## Task directions
Identify every line in the entries below that contains the word "wooden" and copy each of those lines.

## Dataset excerpts
►

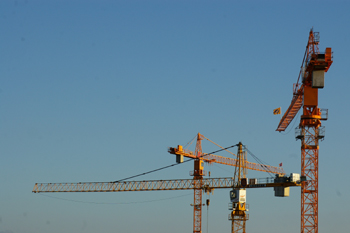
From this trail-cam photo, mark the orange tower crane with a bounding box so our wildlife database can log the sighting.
[33,134,302,233]
[276,29,333,233]
[169,133,285,233]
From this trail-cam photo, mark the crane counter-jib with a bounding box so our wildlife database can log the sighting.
[33,177,300,193]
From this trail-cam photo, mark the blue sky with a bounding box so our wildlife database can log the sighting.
[0,0,350,233]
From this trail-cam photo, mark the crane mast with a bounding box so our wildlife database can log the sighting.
[277,29,333,233]
[33,133,302,233]
[168,133,285,233]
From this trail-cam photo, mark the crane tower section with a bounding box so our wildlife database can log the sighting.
[276,29,333,233]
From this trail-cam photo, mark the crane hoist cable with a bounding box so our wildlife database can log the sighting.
[244,146,273,177]
[111,144,238,183]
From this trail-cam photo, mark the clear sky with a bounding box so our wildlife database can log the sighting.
[0,0,350,233]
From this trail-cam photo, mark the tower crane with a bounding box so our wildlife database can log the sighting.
[276,29,333,233]
[32,133,302,233]
[168,133,296,233]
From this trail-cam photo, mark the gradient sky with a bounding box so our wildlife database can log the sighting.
[0,0,350,233]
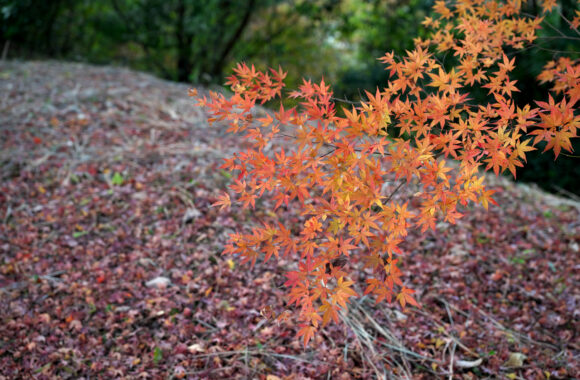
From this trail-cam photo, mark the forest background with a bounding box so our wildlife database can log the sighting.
[0,0,580,193]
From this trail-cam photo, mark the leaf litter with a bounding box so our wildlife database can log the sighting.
[0,62,580,379]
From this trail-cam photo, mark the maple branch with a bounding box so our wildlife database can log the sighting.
[558,8,580,36]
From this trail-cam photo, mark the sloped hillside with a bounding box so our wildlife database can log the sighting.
[0,62,580,379]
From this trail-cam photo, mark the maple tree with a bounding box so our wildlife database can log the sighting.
[196,0,580,344]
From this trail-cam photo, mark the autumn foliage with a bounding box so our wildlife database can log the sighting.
[198,0,580,344]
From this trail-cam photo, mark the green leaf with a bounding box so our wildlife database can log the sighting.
[111,172,123,186]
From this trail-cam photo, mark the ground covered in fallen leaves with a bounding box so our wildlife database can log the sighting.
[0,62,580,379]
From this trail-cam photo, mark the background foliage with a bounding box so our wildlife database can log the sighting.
[0,0,580,194]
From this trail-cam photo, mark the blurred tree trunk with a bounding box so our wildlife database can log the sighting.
[175,0,194,82]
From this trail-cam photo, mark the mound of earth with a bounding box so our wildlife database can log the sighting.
[0,62,580,379]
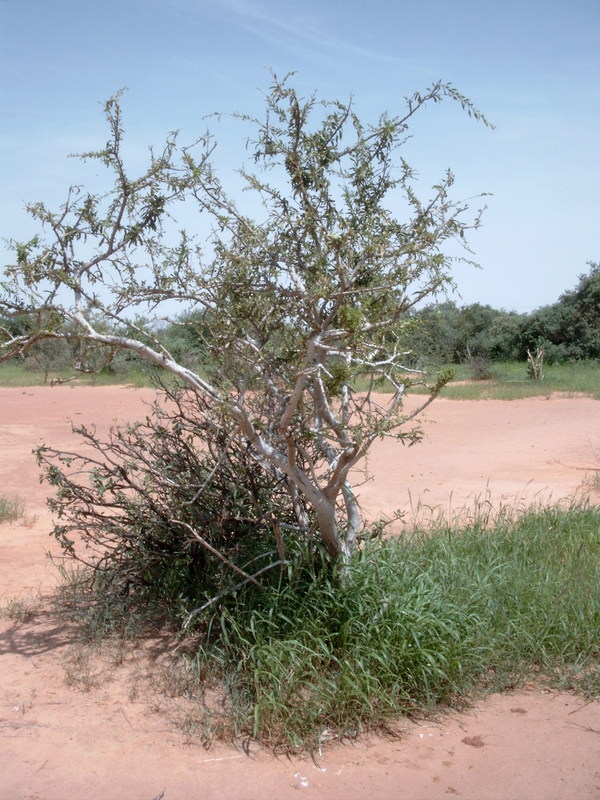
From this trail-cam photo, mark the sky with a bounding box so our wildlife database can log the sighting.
[0,0,600,312]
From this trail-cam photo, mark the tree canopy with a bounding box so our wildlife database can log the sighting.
[0,76,488,557]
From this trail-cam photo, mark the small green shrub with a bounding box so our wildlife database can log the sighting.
[0,495,25,523]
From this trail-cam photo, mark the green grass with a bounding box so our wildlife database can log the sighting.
[0,361,157,388]
[50,502,600,752]
[171,504,600,750]
[442,362,600,400]
[0,495,25,523]
[0,361,600,400]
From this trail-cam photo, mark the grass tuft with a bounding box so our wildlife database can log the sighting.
[48,500,600,752]
[182,504,600,750]
[0,495,25,523]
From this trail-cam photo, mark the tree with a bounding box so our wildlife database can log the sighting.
[519,261,600,363]
[0,76,488,558]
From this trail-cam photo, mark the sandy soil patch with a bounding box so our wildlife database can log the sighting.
[0,387,600,800]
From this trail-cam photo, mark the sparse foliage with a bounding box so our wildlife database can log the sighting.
[0,76,488,560]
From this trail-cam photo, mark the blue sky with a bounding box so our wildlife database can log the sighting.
[0,0,600,311]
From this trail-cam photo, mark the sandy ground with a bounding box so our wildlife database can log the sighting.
[0,387,600,800]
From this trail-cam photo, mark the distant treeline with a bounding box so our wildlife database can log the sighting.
[401,262,600,364]
[0,262,600,375]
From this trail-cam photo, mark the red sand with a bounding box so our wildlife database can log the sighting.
[0,387,600,800]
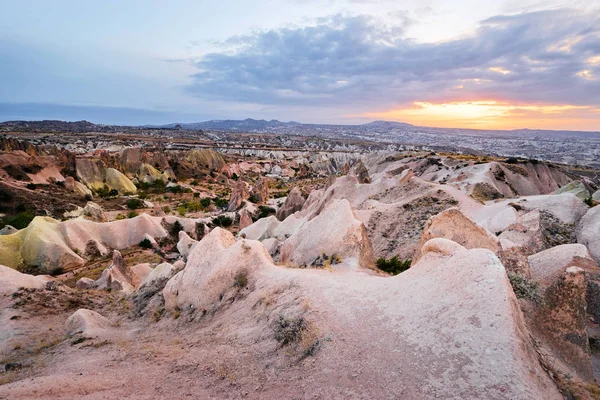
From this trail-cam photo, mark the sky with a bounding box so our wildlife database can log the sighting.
[0,0,600,131]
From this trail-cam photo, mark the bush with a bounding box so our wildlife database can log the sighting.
[377,256,412,275]
[0,210,35,229]
[256,206,275,219]
[213,215,233,228]
[185,201,202,212]
[126,199,144,210]
[169,221,183,237]
[508,272,540,303]
[140,238,152,249]
[200,197,210,208]
[212,197,229,208]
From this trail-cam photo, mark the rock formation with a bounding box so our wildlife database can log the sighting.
[276,187,305,221]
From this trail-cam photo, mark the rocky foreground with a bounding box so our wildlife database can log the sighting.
[0,141,600,399]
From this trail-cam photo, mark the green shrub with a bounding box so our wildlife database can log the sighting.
[0,210,35,229]
[212,197,229,208]
[213,215,233,227]
[126,199,144,210]
[140,238,152,249]
[185,201,202,212]
[376,256,412,275]
[169,221,183,237]
[200,197,210,208]
[508,272,540,303]
[256,206,275,219]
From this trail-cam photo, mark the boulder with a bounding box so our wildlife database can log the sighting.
[350,160,371,184]
[413,208,500,265]
[281,200,374,268]
[577,206,600,263]
[528,244,600,286]
[65,176,92,196]
[75,278,96,290]
[162,228,273,310]
[105,168,137,193]
[0,265,52,295]
[227,179,249,212]
[552,181,590,200]
[81,201,107,222]
[65,308,112,336]
[275,186,305,221]
[534,266,593,380]
[239,210,254,230]
[0,225,19,236]
[95,250,134,294]
[250,177,269,204]
[177,231,197,257]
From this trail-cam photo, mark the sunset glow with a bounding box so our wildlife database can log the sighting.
[358,100,600,130]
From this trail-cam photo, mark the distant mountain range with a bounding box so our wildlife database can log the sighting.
[158,118,414,132]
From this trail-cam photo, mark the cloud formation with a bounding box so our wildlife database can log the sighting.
[187,9,600,112]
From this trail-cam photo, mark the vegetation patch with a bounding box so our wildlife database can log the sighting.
[376,256,412,275]
[508,272,541,303]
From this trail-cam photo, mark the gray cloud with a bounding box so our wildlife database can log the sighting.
[186,9,600,110]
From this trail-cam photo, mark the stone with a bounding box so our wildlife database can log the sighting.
[177,231,198,257]
[577,206,600,263]
[65,308,113,336]
[227,179,250,212]
[0,265,52,295]
[413,208,500,265]
[95,250,134,294]
[75,278,96,290]
[0,225,19,236]
[280,200,375,268]
[275,186,305,221]
[239,210,254,230]
[250,177,269,204]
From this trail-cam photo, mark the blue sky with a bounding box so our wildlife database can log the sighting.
[0,0,600,130]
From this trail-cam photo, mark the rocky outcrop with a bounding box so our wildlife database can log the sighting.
[275,187,305,221]
[528,244,600,285]
[94,250,139,293]
[280,200,375,268]
[65,308,113,337]
[227,180,250,212]
[577,206,600,263]
[413,208,500,264]
[239,210,254,230]
[349,160,371,184]
[0,265,52,295]
[105,168,137,194]
[250,177,269,204]
[177,231,197,257]
[0,225,19,236]
[535,266,593,379]
[65,176,92,196]
[553,181,590,200]
[162,228,273,310]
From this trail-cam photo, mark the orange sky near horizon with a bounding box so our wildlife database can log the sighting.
[350,100,600,131]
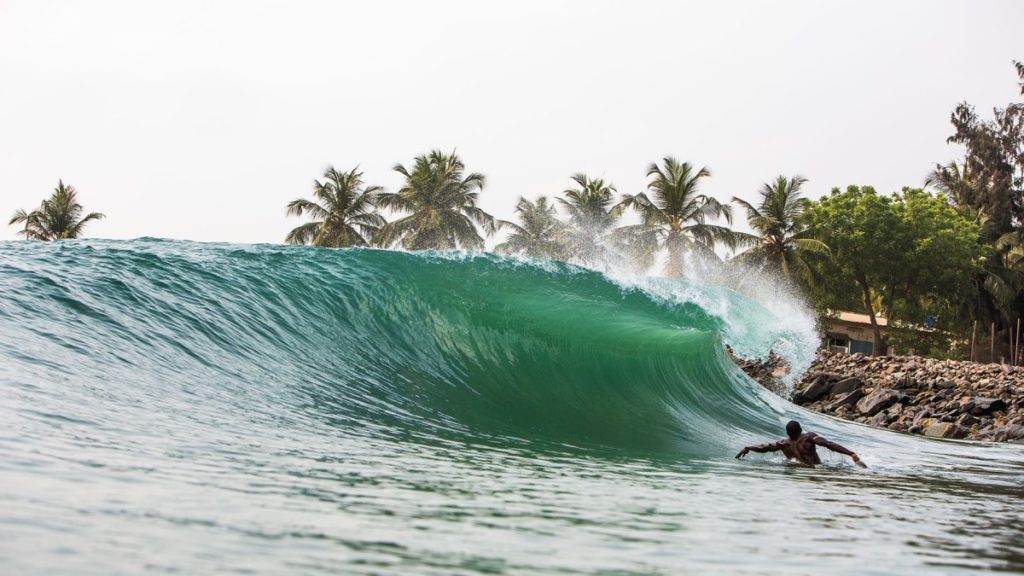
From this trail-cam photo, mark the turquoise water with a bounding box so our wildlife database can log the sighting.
[0,239,1024,575]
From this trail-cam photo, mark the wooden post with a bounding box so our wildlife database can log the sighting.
[999,322,1014,364]
[1014,316,1021,366]
[988,322,995,364]
[971,320,978,362]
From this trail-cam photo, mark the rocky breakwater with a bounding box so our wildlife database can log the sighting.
[740,352,1024,442]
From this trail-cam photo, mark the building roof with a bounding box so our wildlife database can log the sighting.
[836,312,889,327]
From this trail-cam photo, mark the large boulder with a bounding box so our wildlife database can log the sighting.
[793,376,831,404]
[828,376,864,396]
[825,388,864,412]
[925,422,968,438]
[857,388,906,416]
[964,398,1007,416]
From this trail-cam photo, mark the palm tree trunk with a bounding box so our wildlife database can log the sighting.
[856,272,889,356]
[663,237,684,278]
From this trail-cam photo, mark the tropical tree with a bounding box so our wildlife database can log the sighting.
[8,180,105,240]
[285,166,386,248]
[617,157,754,278]
[377,150,500,250]
[804,187,986,355]
[558,173,623,263]
[495,196,568,259]
[732,176,829,284]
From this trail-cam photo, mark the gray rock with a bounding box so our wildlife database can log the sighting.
[964,398,1007,416]
[793,376,831,404]
[857,388,906,416]
[826,388,864,412]
[828,376,864,396]
[925,422,968,438]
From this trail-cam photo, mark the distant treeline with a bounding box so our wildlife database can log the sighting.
[10,63,1024,356]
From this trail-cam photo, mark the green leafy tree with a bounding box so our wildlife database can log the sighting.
[285,166,385,248]
[616,157,752,278]
[732,176,829,285]
[804,187,985,355]
[377,150,500,250]
[925,61,1024,330]
[495,196,568,259]
[9,180,105,241]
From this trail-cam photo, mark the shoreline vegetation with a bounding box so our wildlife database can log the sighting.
[734,351,1024,443]
[9,61,1024,363]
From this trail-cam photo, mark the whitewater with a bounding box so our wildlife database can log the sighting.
[0,239,1024,575]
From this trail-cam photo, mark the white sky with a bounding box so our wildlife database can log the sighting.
[0,0,1024,242]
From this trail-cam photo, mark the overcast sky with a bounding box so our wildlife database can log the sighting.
[0,0,1024,242]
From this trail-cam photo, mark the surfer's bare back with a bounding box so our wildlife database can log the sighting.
[736,420,867,467]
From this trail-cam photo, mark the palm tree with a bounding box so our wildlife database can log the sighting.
[925,160,980,209]
[377,150,499,250]
[558,173,623,262]
[732,176,831,284]
[495,196,568,259]
[285,166,385,248]
[618,156,750,278]
[8,180,105,240]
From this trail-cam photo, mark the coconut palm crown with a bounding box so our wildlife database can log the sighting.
[495,196,567,259]
[558,173,623,262]
[620,156,749,278]
[378,150,500,250]
[285,166,386,248]
[8,180,105,240]
[732,176,830,283]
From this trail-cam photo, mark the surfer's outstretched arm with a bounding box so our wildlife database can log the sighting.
[736,442,782,458]
[814,436,866,467]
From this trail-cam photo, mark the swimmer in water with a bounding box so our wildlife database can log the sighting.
[736,420,867,468]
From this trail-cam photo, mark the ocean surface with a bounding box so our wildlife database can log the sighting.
[0,239,1024,575]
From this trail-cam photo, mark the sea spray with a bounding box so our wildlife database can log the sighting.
[0,239,1024,574]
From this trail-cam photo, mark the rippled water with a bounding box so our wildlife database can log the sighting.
[0,240,1024,574]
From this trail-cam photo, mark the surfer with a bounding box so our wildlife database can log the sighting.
[736,420,867,468]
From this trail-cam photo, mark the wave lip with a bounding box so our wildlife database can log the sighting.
[0,239,815,453]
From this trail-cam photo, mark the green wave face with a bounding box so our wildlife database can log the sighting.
[0,240,801,454]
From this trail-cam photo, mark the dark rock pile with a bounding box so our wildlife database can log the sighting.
[737,352,1024,442]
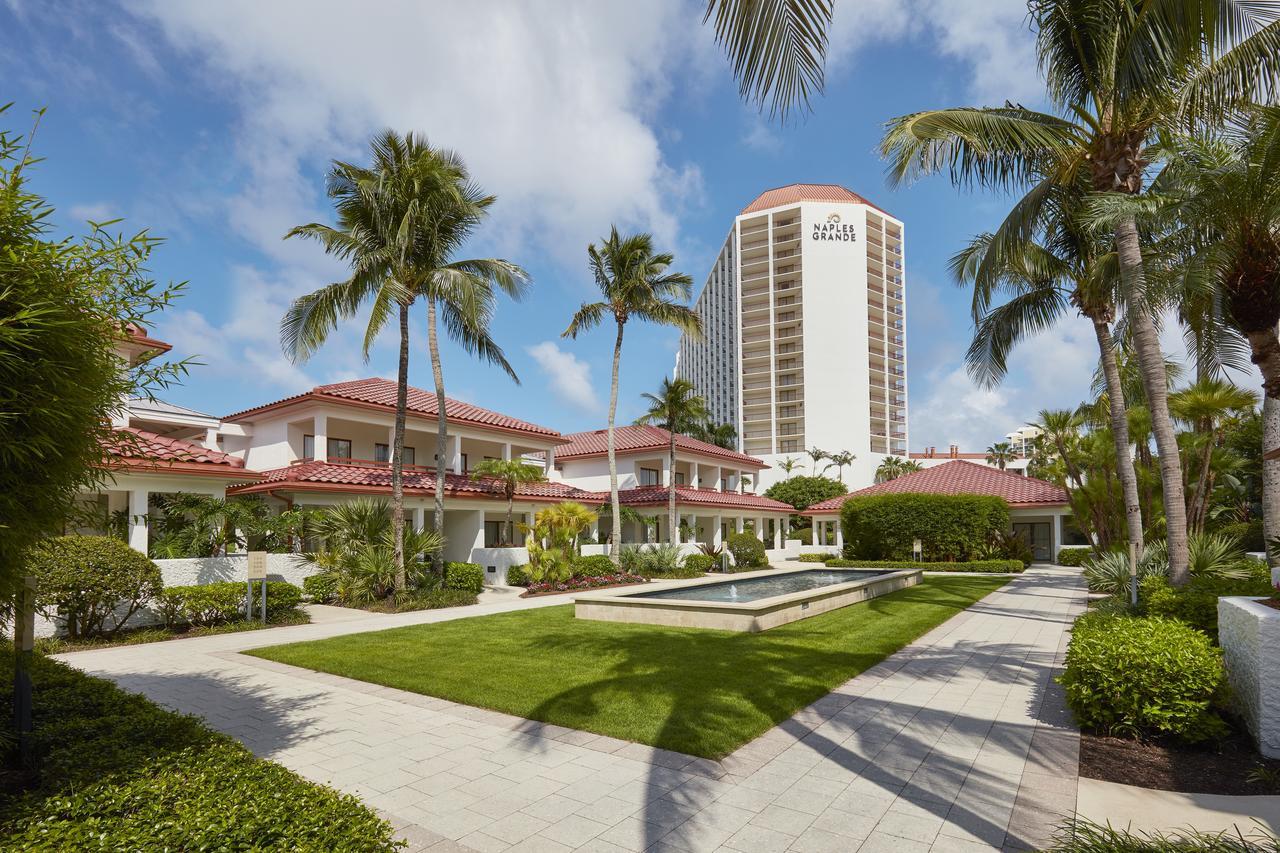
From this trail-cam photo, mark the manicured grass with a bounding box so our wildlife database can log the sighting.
[247,576,1007,758]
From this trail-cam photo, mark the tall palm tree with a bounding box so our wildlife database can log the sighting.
[471,459,547,546]
[881,0,1280,584]
[1169,379,1258,532]
[561,227,703,562]
[636,378,707,546]
[987,442,1015,470]
[280,131,449,589]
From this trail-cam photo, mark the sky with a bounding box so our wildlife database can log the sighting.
[0,0,1223,451]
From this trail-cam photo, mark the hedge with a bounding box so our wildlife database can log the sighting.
[444,562,484,596]
[1059,612,1228,742]
[827,558,1027,574]
[0,656,399,853]
[1053,548,1093,569]
[840,493,1009,561]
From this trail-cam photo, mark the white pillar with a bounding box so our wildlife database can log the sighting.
[129,489,151,553]
[311,412,329,462]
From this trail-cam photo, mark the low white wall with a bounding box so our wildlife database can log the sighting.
[1217,596,1280,758]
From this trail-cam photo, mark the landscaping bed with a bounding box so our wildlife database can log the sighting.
[246,576,1007,758]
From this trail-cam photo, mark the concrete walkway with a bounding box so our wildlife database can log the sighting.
[55,567,1084,853]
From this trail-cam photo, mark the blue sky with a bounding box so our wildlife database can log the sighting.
[0,0,1176,450]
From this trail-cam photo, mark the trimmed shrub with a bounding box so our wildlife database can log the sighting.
[27,537,164,638]
[572,553,618,578]
[827,558,1027,575]
[685,553,716,574]
[840,493,1009,561]
[159,580,245,628]
[1059,613,1228,742]
[0,656,398,853]
[302,571,338,605]
[1216,519,1267,552]
[724,533,768,571]
[1055,548,1093,567]
[444,562,484,596]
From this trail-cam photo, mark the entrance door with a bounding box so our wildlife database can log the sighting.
[1014,521,1053,562]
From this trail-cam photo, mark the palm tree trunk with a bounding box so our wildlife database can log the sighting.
[1116,216,1190,587]
[426,300,449,574]
[392,302,408,592]
[1091,318,1143,555]
[1245,325,1280,565]
[667,430,680,546]
[608,321,623,562]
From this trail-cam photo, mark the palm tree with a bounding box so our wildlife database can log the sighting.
[280,131,449,589]
[987,442,1016,470]
[471,459,547,546]
[1169,379,1258,532]
[636,378,707,546]
[561,227,703,562]
[881,0,1280,585]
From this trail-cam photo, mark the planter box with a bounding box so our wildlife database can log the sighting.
[1217,596,1280,758]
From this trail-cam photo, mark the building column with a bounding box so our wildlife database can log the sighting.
[311,412,329,462]
[129,489,151,553]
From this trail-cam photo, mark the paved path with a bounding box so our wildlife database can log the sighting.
[55,567,1084,853]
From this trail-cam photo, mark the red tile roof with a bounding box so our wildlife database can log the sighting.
[742,183,892,216]
[230,462,794,512]
[556,425,768,469]
[224,378,559,438]
[108,427,260,480]
[801,460,1068,515]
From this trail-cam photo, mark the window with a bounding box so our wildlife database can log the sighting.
[374,444,415,465]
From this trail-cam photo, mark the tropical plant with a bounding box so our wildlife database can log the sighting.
[471,459,547,546]
[562,227,703,562]
[876,456,923,483]
[636,377,707,544]
[280,131,526,589]
[987,442,1018,470]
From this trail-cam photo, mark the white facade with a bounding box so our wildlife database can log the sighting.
[676,186,908,489]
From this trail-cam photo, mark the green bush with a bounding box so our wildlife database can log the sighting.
[827,558,1027,574]
[724,533,768,563]
[302,571,338,605]
[1138,560,1275,640]
[1216,519,1267,552]
[571,553,618,578]
[685,553,716,574]
[444,562,484,596]
[0,656,397,852]
[1060,613,1228,742]
[27,537,164,638]
[840,493,1009,561]
[1055,548,1093,567]
[159,581,244,628]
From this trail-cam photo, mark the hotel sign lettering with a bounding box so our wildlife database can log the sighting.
[810,214,858,243]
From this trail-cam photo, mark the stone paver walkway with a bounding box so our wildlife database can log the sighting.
[55,567,1084,853]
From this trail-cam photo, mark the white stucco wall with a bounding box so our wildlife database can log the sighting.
[1217,597,1280,758]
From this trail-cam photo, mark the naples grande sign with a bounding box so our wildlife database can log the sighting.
[810,214,858,243]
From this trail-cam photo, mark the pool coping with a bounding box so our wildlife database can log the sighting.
[573,566,923,633]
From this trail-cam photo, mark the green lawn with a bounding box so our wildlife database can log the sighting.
[246,576,1009,758]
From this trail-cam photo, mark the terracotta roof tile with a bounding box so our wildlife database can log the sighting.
[225,378,559,438]
[556,425,768,469]
[803,460,1068,515]
[741,183,892,215]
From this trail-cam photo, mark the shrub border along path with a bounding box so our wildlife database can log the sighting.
[55,566,1084,853]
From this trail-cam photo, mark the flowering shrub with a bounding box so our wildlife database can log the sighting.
[529,571,645,593]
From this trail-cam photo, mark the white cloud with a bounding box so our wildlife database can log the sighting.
[525,341,604,414]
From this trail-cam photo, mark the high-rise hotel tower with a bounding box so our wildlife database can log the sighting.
[676,183,908,489]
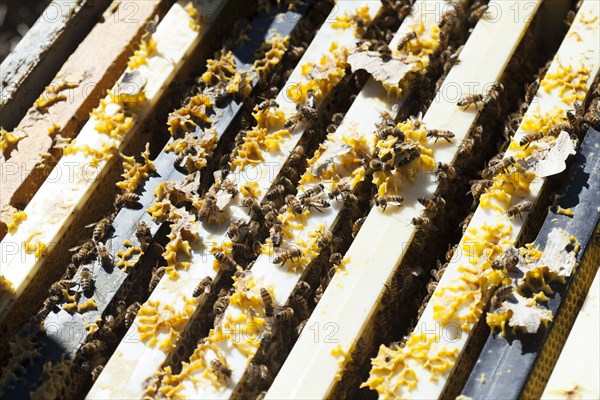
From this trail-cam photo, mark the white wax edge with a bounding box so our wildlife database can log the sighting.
[0,1,227,314]
[88,0,381,398]
[266,1,552,399]
[542,270,600,399]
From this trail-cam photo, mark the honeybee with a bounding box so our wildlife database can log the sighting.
[79,267,94,296]
[398,31,417,51]
[258,325,273,346]
[369,159,392,171]
[456,94,484,110]
[429,261,448,282]
[548,122,572,137]
[260,288,274,317]
[524,79,540,104]
[288,145,304,165]
[69,241,95,266]
[329,253,344,267]
[410,217,438,232]
[192,276,212,297]
[519,132,544,148]
[302,195,331,213]
[392,142,421,167]
[124,301,142,327]
[221,179,238,197]
[427,280,438,294]
[375,126,404,141]
[231,242,261,258]
[79,339,106,358]
[48,279,77,297]
[257,99,279,111]
[92,364,104,381]
[294,294,310,319]
[263,208,277,229]
[446,244,458,262]
[427,129,454,143]
[96,242,113,269]
[198,193,217,221]
[283,167,300,182]
[135,221,152,248]
[483,82,504,106]
[329,181,352,200]
[273,247,302,266]
[491,246,519,272]
[214,252,237,270]
[285,194,303,214]
[242,197,264,219]
[352,215,367,237]
[115,193,140,207]
[583,96,600,130]
[86,217,112,243]
[375,194,404,211]
[248,221,261,240]
[284,89,319,129]
[316,230,333,250]
[227,218,249,239]
[490,285,513,311]
[435,162,457,180]
[481,156,516,179]
[213,289,230,316]
[210,359,231,381]
[506,200,532,218]
[469,4,488,23]
[265,184,285,200]
[417,196,446,218]
[298,183,325,200]
[460,213,474,235]
[469,179,494,203]
[273,307,294,322]
[148,267,166,293]
[458,137,475,157]
[270,220,283,248]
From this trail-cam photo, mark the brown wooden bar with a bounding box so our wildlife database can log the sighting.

◄

## Written response
From this trail-cam photo, mark the wooden post with a bounding box so our wildlife database can log the sighting.
From this trail-cam photo, mark the brown wooden bar with a bounding box so our wildlife database can log the sighting.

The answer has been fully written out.